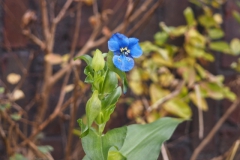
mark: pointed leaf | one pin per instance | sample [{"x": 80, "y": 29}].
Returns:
[{"x": 143, "y": 142}]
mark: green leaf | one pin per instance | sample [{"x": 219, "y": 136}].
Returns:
[
  {"x": 178, "y": 31},
  {"x": 121, "y": 74},
  {"x": 17, "y": 156},
  {"x": 90, "y": 74},
  {"x": 178, "y": 108},
  {"x": 201, "y": 71},
  {"x": 45, "y": 149},
  {"x": 161, "y": 37},
  {"x": 235, "y": 46},
  {"x": 207, "y": 21},
  {"x": 215, "y": 33},
  {"x": 97, "y": 146},
  {"x": 93, "y": 108},
  {"x": 110, "y": 82},
  {"x": 98, "y": 62},
  {"x": 143, "y": 142},
  {"x": 111, "y": 99},
  {"x": 189, "y": 16},
  {"x": 220, "y": 46},
  {"x": 86, "y": 58},
  {"x": 114, "y": 154}
]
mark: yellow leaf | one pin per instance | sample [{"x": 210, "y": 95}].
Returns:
[
  {"x": 69, "y": 87},
  {"x": 17, "y": 94},
  {"x": 157, "y": 93},
  {"x": 178, "y": 108},
  {"x": 53, "y": 58},
  {"x": 203, "y": 106},
  {"x": 13, "y": 78}
]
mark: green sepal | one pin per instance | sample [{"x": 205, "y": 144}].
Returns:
[
  {"x": 93, "y": 108},
  {"x": 84, "y": 128},
  {"x": 110, "y": 82},
  {"x": 98, "y": 62},
  {"x": 97, "y": 146},
  {"x": 121, "y": 74}
]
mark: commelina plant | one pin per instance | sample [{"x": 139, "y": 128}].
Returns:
[{"x": 133, "y": 142}]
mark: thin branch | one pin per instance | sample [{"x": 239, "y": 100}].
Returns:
[
  {"x": 45, "y": 19},
  {"x": 62, "y": 12},
  {"x": 215, "y": 129},
  {"x": 35, "y": 39},
  {"x": 169, "y": 96},
  {"x": 200, "y": 113}
]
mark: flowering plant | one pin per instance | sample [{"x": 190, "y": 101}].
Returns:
[{"x": 131, "y": 142}]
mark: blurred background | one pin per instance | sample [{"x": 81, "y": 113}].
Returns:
[{"x": 189, "y": 69}]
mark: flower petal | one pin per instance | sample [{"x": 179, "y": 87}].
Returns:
[
  {"x": 121, "y": 39},
  {"x": 113, "y": 45},
  {"x": 132, "y": 41},
  {"x": 135, "y": 51},
  {"x": 123, "y": 63}
]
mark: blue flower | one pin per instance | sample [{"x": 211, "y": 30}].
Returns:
[{"x": 124, "y": 49}]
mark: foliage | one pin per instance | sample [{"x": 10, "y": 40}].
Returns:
[
  {"x": 131, "y": 142},
  {"x": 169, "y": 68}
]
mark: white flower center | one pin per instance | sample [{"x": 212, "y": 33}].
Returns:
[{"x": 125, "y": 51}]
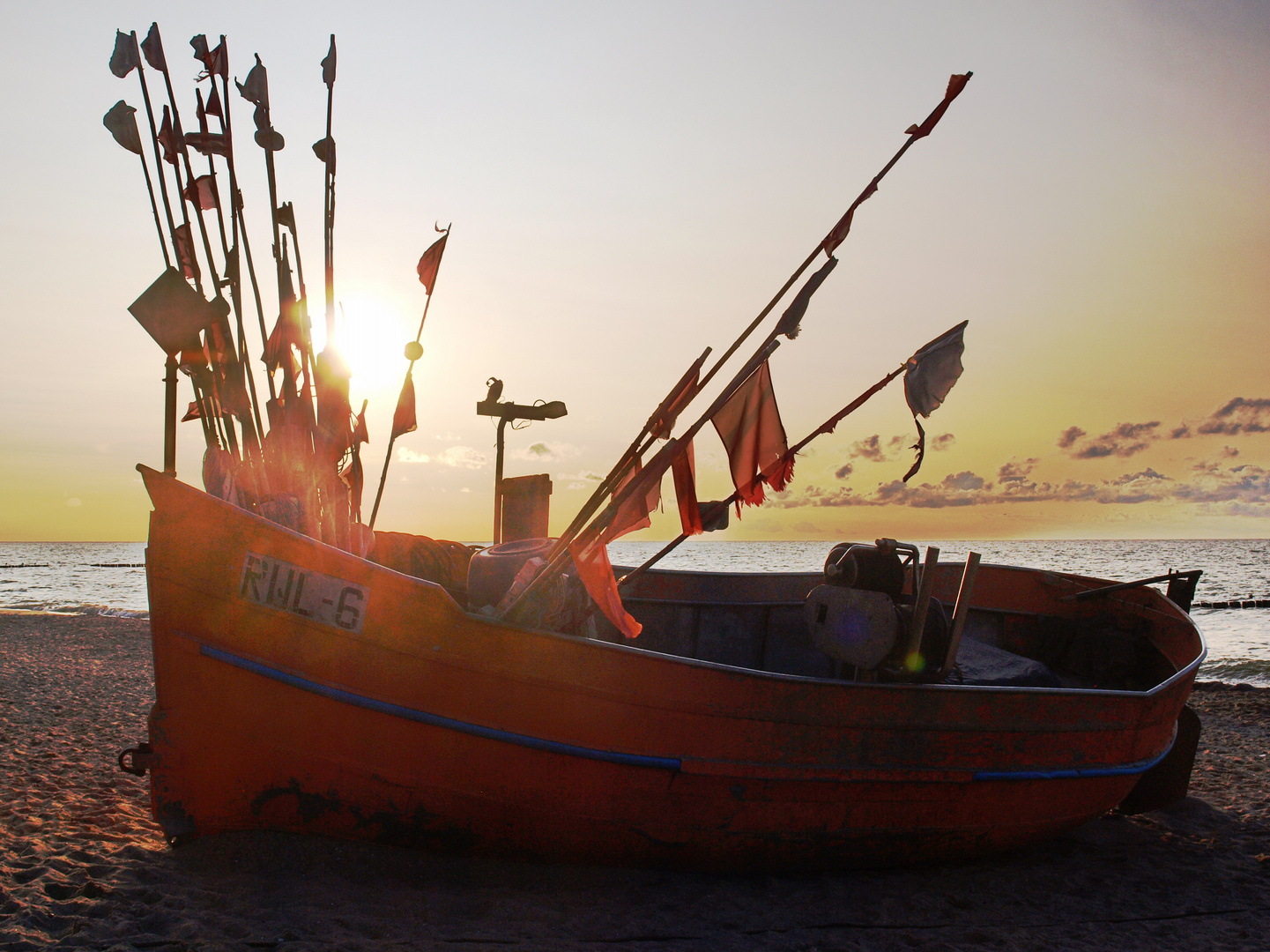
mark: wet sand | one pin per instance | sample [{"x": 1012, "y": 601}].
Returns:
[{"x": 83, "y": 865}]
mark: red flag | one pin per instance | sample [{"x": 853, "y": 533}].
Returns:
[
  {"x": 633, "y": 512},
  {"x": 121, "y": 120},
  {"x": 202, "y": 192},
  {"x": 840, "y": 232},
  {"x": 213, "y": 103},
  {"x": 749, "y": 426},
  {"x": 431, "y": 262},
  {"x": 683, "y": 469},
  {"x": 956, "y": 83},
  {"x": 152, "y": 48},
  {"x": 597, "y": 575},
  {"x": 124, "y": 59},
  {"x": 403, "y": 417},
  {"x": 167, "y": 138},
  {"x": 186, "y": 250}
]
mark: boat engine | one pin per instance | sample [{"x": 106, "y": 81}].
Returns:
[{"x": 861, "y": 615}]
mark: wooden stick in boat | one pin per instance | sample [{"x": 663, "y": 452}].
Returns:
[
  {"x": 961, "y": 610},
  {"x": 413, "y": 351},
  {"x": 921, "y": 606},
  {"x": 640, "y": 485},
  {"x": 719, "y": 508},
  {"x": 638, "y": 446},
  {"x": 625, "y": 463}
]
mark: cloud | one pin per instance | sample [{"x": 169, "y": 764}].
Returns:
[
  {"x": 1238, "y": 416},
  {"x": 1125, "y": 440},
  {"x": 869, "y": 448},
  {"x": 457, "y": 457}
]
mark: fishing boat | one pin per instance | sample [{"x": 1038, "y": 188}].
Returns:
[
  {"x": 302, "y": 688},
  {"x": 530, "y": 699}
]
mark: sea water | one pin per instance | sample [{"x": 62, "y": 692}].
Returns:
[{"x": 108, "y": 577}]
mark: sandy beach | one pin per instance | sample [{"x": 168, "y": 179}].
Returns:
[{"x": 83, "y": 865}]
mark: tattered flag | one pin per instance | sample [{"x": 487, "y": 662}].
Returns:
[
  {"x": 123, "y": 123},
  {"x": 256, "y": 86},
  {"x": 956, "y": 83},
  {"x": 431, "y": 262},
  {"x": 328, "y": 65},
  {"x": 184, "y": 243},
  {"x": 167, "y": 138},
  {"x": 749, "y": 426},
  {"x": 173, "y": 313},
  {"x": 840, "y": 232},
  {"x": 403, "y": 417},
  {"x": 209, "y": 143},
  {"x": 202, "y": 192},
  {"x": 213, "y": 103},
  {"x": 633, "y": 514},
  {"x": 930, "y": 376},
  {"x": 152, "y": 48},
  {"x": 124, "y": 59},
  {"x": 791, "y": 319},
  {"x": 597, "y": 575},
  {"x": 325, "y": 150},
  {"x": 683, "y": 469}
]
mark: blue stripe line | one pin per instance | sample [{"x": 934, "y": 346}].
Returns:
[
  {"x": 1072, "y": 773},
  {"x": 435, "y": 719}
]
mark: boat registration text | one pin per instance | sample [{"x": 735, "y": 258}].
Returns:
[{"x": 301, "y": 591}]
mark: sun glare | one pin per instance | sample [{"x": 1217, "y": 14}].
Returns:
[{"x": 370, "y": 334}]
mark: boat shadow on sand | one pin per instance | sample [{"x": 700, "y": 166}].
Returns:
[{"x": 1188, "y": 876}]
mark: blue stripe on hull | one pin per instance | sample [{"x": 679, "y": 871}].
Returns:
[{"x": 606, "y": 755}]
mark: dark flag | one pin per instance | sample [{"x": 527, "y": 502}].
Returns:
[
  {"x": 956, "y": 83},
  {"x": 930, "y": 376},
  {"x": 152, "y": 48},
  {"x": 124, "y": 59},
  {"x": 256, "y": 86},
  {"x": 325, "y": 150},
  {"x": 431, "y": 262},
  {"x": 121, "y": 120},
  {"x": 633, "y": 514},
  {"x": 791, "y": 319},
  {"x": 840, "y": 232},
  {"x": 749, "y": 426},
  {"x": 202, "y": 192},
  {"x": 167, "y": 138},
  {"x": 186, "y": 250},
  {"x": 207, "y": 143},
  {"x": 328, "y": 65},
  {"x": 173, "y": 313},
  {"x": 213, "y": 103},
  {"x": 683, "y": 469},
  {"x": 403, "y": 417}
]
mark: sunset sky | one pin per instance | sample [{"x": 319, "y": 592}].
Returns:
[{"x": 630, "y": 183}]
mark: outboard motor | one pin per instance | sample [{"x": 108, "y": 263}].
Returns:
[{"x": 861, "y": 614}]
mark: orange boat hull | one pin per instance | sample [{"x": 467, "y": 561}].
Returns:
[{"x": 376, "y": 708}]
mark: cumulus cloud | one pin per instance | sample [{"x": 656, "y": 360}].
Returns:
[{"x": 1125, "y": 440}]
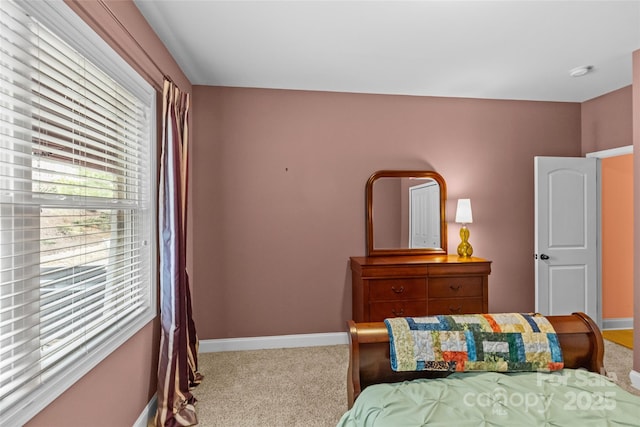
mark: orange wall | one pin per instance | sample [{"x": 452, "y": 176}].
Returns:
[
  {"x": 617, "y": 237},
  {"x": 606, "y": 121}
]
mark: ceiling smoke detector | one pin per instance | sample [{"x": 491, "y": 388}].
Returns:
[{"x": 581, "y": 71}]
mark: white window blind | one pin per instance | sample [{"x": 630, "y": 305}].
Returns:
[{"x": 77, "y": 205}]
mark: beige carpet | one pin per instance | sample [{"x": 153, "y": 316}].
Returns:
[{"x": 301, "y": 386}]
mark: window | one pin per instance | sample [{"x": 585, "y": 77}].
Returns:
[{"x": 77, "y": 203}]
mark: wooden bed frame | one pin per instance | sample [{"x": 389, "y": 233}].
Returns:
[{"x": 369, "y": 363}]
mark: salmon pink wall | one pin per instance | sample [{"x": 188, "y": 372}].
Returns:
[
  {"x": 617, "y": 237},
  {"x": 278, "y": 195},
  {"x": 636, "y": 209}
]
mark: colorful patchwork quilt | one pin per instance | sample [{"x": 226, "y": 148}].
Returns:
[{"x": 505, "y": 342}]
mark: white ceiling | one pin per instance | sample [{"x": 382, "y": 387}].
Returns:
[{"x": 478, "y": 49}]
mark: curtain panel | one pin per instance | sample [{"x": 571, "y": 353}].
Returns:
[{"x": 178, "y": 363}]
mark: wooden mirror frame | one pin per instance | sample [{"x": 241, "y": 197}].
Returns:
[{"x": 371, "y": 250}]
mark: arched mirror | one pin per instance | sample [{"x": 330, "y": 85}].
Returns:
[{"x": 405, "y": 213}]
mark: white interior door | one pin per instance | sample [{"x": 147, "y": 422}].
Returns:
[{"x": 566, "y": 229}]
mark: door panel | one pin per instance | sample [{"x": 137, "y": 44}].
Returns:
[{"x": 566, "y": 227}]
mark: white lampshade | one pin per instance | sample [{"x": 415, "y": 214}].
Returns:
[{"x": 463, "y": 212}]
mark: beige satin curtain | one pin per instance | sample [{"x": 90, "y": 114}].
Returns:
[{"x": 178, "y": 363}]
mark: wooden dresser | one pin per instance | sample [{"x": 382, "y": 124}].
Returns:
[{"x": 418, "y": 285}]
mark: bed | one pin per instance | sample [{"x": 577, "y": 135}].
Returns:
[{"x": 579, "y": 394}]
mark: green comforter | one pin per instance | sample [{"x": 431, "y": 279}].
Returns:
[{"x": 563, "y": 398}]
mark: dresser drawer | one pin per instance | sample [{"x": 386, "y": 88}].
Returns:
[
  {"x": 397, "y": 289},
  {"x": 381, "y": 310},
  {"x": 452, "y": 287},
  {"x": 455, "y": 306}
]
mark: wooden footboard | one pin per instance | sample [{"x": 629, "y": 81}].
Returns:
[{"x": 369, "y": 362}]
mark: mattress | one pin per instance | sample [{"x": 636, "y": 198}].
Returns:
[{"x": 567, "y": 397}]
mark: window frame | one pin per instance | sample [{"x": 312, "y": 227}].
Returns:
[{"x": 67, "y": 25}]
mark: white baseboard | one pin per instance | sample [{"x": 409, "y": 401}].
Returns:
[
  {"x": 148, "y": 413},
  {"x": 634, "y": 376},
  {"x": 620, "y": 323},
  {"x": 277, "y": 341}
]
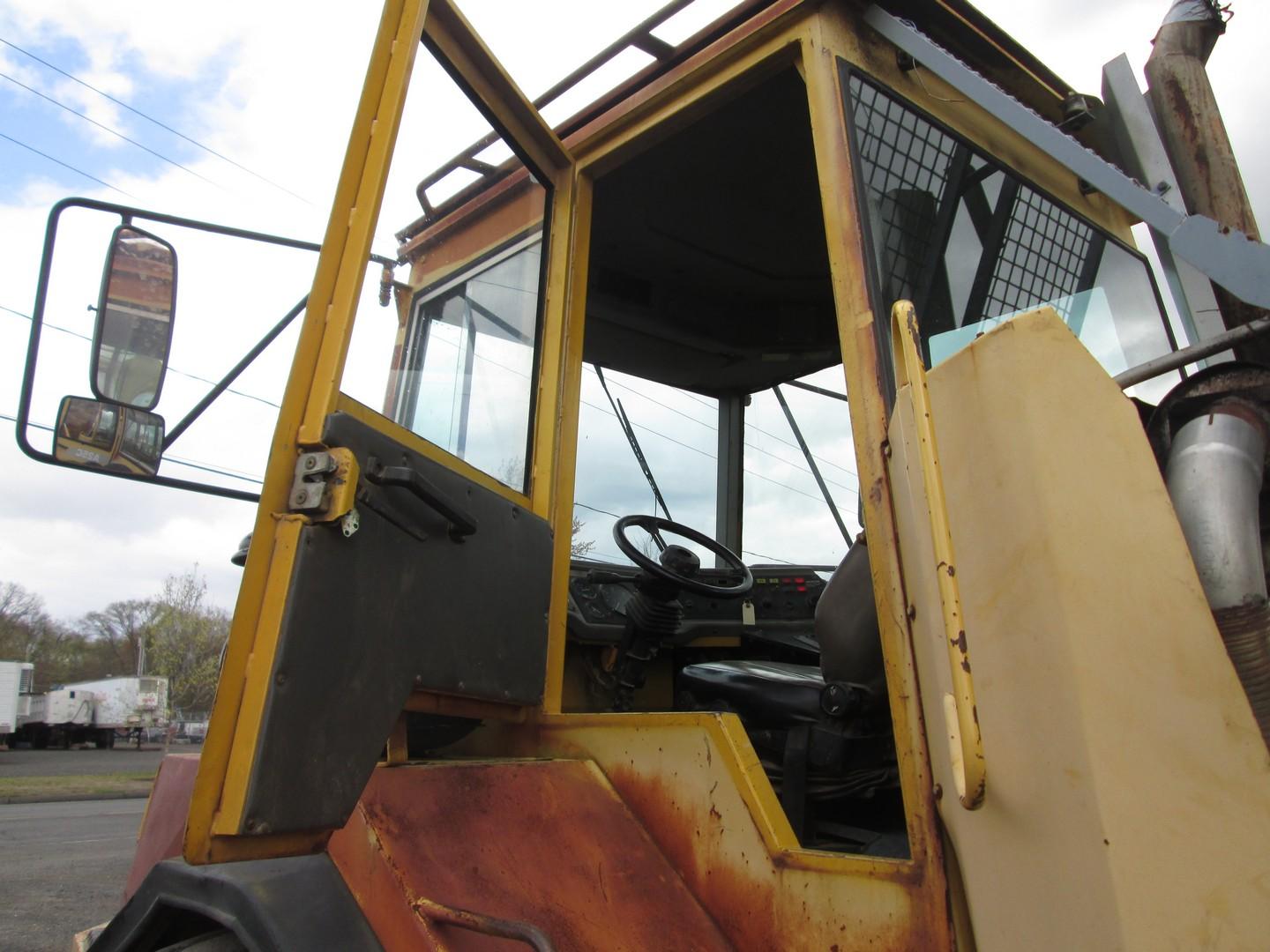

· · ·

List every line of the records above that contains the word "ceiling", matching case exactly.

> **Exercise solution**
mark: ceiling smoke detector | one pin per instance | sample [{"x": 491, "y": 388}].
mark: white ceiling | one pin per instance | sample [{"x": 382, "y": 387}].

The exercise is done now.